WORK INSTRUCTIONS
1 – Retype the Mad in America forum thread exactly, everything from "Advertisement" down to "back other therapies.".
2 – Translate this sentence from the Mad in America forum thread into Spanish: "Second, Harvard Medical School researchers had reported in 1994 that schizophrenia outcomes today were no better than they had been a century earlier."
3 – List every item written with digits in the Mad in America forum thread, in the order they appear.

TEXT BLOCK

────

Advertisement
If you have a new account but are having problems posting or verifying your account, please email us on hello@boards.ie for help. Thanks :)
Hello all! Please ensure that you are posting a new thread or question in the appropriate forum. The Feedback forum is overwhelmed with questions that are having to be moved elsewhere. If you need help to verify your account contact hello@boards.ie

Mad in America

Options
  • 13-09-2017 11:12am
    #1
    Registered Users Posts: 254 ✭✭


    I appreciate this is a psychology forum but interested to hear peoples views on psychiatry in relation to its dominance in mental health in Ireland and the possibility of it holding back other therapies.

    This is a long article of which a portion is spent telling us about the writers experience. I have copied and pasted some interesting paragraphs.

    "The research findings were these. First, the World Health Organization had twice found that schizophrenia outcomes were much better in three “developing” countries than in the United States and other developed countries. Second, Harvard Medical School researchers had reported in 1994 that schizophrenia outcomes today were no better than they had been a century earlier. It was then that I asked myself a new question, one that could be said to have arisen from my schooling in “evidence based medicine” while I was director of publications at Harvard Medical School.

────

DATASET CONTENT
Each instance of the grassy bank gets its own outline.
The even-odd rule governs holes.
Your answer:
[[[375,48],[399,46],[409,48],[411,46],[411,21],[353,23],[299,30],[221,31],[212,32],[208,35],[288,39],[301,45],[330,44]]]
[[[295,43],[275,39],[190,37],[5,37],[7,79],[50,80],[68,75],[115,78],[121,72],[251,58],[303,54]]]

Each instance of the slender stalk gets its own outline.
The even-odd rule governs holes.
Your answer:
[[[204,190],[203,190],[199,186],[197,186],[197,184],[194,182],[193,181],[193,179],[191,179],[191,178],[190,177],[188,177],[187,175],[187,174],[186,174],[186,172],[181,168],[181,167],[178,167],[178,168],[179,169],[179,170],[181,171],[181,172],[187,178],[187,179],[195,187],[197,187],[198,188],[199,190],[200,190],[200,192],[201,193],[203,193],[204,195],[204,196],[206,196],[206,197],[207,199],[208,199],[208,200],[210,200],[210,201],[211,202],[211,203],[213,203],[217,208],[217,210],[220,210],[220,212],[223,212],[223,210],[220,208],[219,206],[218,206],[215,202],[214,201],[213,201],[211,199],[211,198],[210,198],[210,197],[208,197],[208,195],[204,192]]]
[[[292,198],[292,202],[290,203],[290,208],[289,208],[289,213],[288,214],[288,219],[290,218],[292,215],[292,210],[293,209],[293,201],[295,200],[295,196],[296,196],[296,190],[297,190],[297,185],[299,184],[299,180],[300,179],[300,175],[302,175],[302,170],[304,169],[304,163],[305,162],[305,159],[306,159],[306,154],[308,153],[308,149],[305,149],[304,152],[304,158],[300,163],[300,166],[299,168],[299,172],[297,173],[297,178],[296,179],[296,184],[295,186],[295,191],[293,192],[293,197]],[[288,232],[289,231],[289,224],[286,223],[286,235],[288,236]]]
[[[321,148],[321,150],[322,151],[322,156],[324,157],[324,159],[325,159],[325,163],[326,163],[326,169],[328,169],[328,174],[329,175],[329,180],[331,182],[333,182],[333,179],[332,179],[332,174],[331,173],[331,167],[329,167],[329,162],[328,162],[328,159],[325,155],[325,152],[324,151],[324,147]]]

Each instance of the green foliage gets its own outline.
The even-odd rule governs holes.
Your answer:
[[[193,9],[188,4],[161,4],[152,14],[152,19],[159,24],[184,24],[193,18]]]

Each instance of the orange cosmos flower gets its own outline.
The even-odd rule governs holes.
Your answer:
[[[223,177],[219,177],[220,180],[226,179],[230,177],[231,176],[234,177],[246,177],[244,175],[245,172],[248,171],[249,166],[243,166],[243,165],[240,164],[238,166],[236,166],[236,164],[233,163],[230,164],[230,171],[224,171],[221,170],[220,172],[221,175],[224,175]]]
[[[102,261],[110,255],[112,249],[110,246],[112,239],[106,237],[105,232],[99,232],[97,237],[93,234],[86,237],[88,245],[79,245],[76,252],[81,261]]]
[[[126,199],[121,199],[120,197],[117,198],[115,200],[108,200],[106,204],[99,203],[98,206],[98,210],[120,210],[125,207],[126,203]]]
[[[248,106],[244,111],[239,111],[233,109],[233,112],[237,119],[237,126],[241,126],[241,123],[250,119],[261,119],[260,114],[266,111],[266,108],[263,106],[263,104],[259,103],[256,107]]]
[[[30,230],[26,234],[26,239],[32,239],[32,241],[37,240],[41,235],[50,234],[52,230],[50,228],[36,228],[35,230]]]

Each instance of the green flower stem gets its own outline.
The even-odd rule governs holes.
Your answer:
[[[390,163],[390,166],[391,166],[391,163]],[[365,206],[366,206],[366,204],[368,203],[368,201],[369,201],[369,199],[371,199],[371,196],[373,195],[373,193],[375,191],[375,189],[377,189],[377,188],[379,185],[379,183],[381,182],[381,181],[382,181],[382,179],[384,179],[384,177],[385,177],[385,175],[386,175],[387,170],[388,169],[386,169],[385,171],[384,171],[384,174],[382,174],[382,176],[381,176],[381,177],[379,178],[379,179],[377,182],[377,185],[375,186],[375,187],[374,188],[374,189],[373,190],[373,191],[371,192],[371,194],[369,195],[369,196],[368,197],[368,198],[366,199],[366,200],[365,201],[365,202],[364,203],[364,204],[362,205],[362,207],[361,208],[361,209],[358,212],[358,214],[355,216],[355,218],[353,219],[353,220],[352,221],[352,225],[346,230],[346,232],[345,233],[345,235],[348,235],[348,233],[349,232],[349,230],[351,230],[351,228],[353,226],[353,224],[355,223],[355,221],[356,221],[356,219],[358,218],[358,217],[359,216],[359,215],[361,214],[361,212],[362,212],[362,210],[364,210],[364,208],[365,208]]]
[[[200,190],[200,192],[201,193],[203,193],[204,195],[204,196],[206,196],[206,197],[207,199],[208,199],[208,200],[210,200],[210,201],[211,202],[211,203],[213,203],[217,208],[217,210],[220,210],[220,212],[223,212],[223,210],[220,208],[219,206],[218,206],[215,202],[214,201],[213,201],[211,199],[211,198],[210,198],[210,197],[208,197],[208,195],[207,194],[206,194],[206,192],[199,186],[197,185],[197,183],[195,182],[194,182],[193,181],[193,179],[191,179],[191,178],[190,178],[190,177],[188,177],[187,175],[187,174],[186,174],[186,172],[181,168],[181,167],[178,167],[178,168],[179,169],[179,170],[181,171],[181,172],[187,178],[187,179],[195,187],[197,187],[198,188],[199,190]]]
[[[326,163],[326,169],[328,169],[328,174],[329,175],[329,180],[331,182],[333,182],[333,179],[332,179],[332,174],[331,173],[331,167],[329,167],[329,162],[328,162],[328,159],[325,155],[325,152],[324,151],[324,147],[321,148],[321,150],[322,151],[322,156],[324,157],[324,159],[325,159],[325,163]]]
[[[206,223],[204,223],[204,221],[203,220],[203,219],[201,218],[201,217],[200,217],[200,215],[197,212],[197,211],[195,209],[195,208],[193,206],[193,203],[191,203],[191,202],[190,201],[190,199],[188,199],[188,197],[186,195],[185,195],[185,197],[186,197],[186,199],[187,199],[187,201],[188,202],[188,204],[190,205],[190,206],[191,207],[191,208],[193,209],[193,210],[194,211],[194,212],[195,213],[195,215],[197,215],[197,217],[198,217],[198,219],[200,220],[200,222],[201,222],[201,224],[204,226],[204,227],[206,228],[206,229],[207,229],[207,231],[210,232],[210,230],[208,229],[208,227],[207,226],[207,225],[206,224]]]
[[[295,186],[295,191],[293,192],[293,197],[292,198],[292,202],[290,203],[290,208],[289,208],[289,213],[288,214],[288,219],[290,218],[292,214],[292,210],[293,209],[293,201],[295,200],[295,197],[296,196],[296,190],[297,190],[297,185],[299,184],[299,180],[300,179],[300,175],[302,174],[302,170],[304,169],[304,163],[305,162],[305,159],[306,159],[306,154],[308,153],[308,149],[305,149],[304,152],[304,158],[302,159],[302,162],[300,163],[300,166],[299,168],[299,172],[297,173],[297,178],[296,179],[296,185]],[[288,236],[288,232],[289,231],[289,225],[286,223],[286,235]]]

────

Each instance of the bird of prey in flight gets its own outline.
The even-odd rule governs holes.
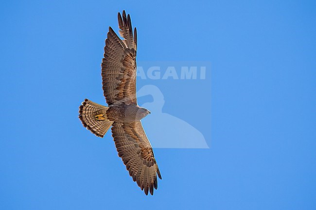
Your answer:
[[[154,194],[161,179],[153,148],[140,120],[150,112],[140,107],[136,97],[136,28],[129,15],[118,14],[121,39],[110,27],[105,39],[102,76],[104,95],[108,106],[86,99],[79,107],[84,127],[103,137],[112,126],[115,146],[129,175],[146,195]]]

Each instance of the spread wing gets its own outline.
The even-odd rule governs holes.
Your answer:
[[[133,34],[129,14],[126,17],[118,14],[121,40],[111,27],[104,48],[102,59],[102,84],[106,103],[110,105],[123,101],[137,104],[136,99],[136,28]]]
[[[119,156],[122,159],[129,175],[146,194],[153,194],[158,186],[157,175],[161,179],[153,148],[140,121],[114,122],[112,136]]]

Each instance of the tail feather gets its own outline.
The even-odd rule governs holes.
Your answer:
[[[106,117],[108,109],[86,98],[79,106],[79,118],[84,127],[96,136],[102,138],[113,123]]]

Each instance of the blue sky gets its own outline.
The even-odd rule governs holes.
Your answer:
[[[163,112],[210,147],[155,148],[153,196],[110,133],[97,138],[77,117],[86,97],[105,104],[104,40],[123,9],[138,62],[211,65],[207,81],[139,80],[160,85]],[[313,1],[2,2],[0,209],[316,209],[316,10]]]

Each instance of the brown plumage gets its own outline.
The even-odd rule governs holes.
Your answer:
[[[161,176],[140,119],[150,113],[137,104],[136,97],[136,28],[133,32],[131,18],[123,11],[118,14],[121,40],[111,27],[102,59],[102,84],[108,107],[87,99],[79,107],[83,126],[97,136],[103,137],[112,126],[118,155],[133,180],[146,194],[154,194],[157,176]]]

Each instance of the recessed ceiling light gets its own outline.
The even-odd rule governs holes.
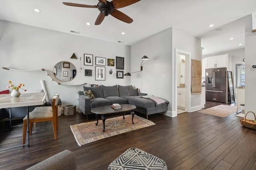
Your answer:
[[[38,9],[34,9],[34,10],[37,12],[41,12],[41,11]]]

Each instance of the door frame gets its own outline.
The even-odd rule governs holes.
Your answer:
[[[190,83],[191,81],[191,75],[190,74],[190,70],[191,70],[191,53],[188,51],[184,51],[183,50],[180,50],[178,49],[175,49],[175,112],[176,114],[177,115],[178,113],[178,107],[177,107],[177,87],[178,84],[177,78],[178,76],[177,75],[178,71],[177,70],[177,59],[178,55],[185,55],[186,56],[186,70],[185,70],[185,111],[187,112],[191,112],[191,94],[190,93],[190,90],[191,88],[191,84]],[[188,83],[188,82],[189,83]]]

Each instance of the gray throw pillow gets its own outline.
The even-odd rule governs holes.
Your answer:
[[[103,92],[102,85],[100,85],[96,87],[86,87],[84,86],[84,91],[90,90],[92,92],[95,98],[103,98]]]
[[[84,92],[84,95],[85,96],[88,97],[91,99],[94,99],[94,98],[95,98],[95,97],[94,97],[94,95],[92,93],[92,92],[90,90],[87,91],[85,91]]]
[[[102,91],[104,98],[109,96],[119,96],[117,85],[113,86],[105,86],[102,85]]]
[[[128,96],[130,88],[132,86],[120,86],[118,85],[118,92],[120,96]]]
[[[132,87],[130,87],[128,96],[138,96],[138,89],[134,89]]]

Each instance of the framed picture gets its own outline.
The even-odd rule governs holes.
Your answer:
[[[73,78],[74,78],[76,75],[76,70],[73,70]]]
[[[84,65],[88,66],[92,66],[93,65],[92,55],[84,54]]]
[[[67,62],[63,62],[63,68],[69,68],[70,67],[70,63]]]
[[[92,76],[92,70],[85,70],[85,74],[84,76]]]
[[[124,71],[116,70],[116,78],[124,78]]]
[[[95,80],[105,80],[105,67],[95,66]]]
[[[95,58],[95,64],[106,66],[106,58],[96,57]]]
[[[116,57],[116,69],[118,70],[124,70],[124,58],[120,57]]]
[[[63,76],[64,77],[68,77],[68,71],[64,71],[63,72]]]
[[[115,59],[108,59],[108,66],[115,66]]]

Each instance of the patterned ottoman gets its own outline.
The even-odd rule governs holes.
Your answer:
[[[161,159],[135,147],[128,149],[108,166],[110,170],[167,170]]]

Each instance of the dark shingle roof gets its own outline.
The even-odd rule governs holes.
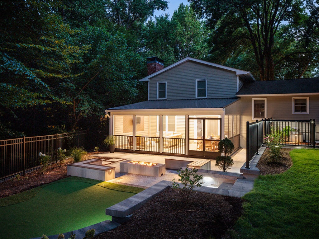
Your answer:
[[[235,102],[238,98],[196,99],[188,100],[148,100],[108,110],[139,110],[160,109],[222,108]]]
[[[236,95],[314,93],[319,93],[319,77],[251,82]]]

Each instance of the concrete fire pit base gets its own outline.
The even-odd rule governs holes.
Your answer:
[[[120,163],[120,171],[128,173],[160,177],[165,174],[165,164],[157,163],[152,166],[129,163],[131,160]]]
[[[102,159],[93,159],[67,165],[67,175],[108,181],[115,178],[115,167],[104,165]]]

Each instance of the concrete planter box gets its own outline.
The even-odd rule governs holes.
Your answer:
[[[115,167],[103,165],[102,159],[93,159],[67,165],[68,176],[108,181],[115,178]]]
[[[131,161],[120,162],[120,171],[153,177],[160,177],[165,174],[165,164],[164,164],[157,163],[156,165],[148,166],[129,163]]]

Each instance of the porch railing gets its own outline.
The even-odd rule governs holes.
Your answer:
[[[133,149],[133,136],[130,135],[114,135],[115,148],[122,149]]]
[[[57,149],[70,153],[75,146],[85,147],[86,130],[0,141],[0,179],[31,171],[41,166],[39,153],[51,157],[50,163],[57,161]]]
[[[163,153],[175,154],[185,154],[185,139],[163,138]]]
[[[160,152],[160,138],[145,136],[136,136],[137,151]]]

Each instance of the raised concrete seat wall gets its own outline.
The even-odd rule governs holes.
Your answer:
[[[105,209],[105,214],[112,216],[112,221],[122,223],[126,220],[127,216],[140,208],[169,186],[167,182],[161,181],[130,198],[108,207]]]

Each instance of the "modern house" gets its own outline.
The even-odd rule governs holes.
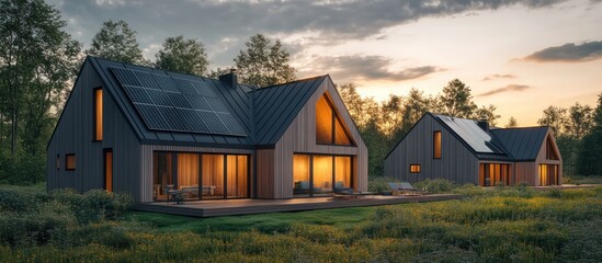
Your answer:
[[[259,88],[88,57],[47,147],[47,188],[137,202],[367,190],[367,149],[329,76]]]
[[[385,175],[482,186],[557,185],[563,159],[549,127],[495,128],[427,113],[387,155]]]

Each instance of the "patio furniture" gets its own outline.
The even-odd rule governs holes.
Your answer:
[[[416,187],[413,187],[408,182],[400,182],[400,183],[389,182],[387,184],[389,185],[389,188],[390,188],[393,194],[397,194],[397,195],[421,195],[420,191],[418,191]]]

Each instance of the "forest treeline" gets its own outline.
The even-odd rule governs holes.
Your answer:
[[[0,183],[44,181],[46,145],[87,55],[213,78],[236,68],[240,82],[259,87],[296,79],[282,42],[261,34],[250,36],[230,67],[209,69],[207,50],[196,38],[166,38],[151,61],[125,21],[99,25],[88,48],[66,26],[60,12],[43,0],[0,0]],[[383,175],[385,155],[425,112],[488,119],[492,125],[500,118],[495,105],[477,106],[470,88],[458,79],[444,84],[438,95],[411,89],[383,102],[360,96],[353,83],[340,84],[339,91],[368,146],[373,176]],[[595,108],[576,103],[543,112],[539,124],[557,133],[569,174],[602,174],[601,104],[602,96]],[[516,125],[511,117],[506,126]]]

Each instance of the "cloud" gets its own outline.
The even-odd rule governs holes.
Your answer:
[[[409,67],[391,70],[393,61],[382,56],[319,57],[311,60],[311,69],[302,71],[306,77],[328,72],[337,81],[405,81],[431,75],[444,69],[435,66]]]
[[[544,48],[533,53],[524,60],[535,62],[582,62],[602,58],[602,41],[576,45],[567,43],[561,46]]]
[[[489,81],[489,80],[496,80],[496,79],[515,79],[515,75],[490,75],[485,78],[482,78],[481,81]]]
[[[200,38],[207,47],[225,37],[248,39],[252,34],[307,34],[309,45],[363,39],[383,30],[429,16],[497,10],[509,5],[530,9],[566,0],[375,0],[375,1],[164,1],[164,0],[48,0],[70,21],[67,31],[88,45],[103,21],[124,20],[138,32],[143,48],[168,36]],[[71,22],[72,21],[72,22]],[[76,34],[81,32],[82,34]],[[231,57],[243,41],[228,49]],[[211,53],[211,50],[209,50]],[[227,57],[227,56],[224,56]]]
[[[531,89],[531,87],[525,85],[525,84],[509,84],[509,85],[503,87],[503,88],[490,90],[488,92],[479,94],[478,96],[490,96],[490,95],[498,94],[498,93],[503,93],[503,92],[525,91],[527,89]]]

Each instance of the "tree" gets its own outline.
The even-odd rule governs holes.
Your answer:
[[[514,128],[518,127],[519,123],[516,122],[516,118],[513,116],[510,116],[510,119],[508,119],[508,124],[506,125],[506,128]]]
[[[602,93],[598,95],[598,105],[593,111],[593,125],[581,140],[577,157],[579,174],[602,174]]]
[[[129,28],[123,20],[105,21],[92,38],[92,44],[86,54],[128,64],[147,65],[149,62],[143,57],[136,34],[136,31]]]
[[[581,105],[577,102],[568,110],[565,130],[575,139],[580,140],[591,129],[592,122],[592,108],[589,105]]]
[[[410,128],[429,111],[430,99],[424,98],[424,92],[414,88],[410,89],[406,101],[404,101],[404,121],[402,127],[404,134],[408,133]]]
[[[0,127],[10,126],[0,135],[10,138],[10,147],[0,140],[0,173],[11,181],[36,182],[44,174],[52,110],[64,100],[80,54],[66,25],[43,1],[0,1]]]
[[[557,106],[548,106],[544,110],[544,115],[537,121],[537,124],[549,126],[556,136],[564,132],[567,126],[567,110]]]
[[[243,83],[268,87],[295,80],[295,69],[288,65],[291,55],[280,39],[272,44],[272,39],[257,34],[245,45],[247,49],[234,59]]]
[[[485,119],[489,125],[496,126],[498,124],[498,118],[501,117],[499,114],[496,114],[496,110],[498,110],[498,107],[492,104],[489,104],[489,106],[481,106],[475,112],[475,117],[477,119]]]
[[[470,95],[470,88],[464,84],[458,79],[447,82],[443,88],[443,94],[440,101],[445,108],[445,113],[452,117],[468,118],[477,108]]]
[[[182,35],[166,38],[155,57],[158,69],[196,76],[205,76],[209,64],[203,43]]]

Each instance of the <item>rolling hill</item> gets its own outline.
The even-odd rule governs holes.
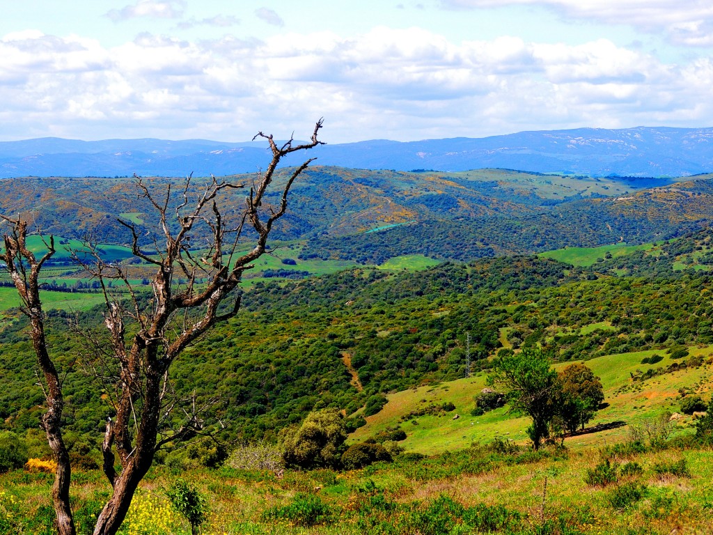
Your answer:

────

REPLIES
1 –
Advertisement
If you have a new account but are having problems posting or verifying your account, please email us on hello@boards.ie for help. Thanks :)
Hello all! Please ensure that you are posting a new thread or question in the appropriate forum. The Feedback forum is overwhelmed with questions that are having to be moved elsewhere. If you need help to verify your account contact hello@boards.ie

Mad in America

Options
  • 13-09-2017 11:12am
    #1
    Registered Users Posts: 254 ✭✭


    I appreciate this is a psychology forum but interested to hear peoples views on psychiatry in relation to its dominance in mental health in Ireland and the possibility of it holding back other therapies.

2 – En segundo lugar, investigadores de la Facultad de Medicina de Harvard habían informado en 1994 de que los resultados de la esquizofrenia hoy en día no eran mejores que los de un siglo antes.

3 –
13-09-2017
11:12am
#1
254
1994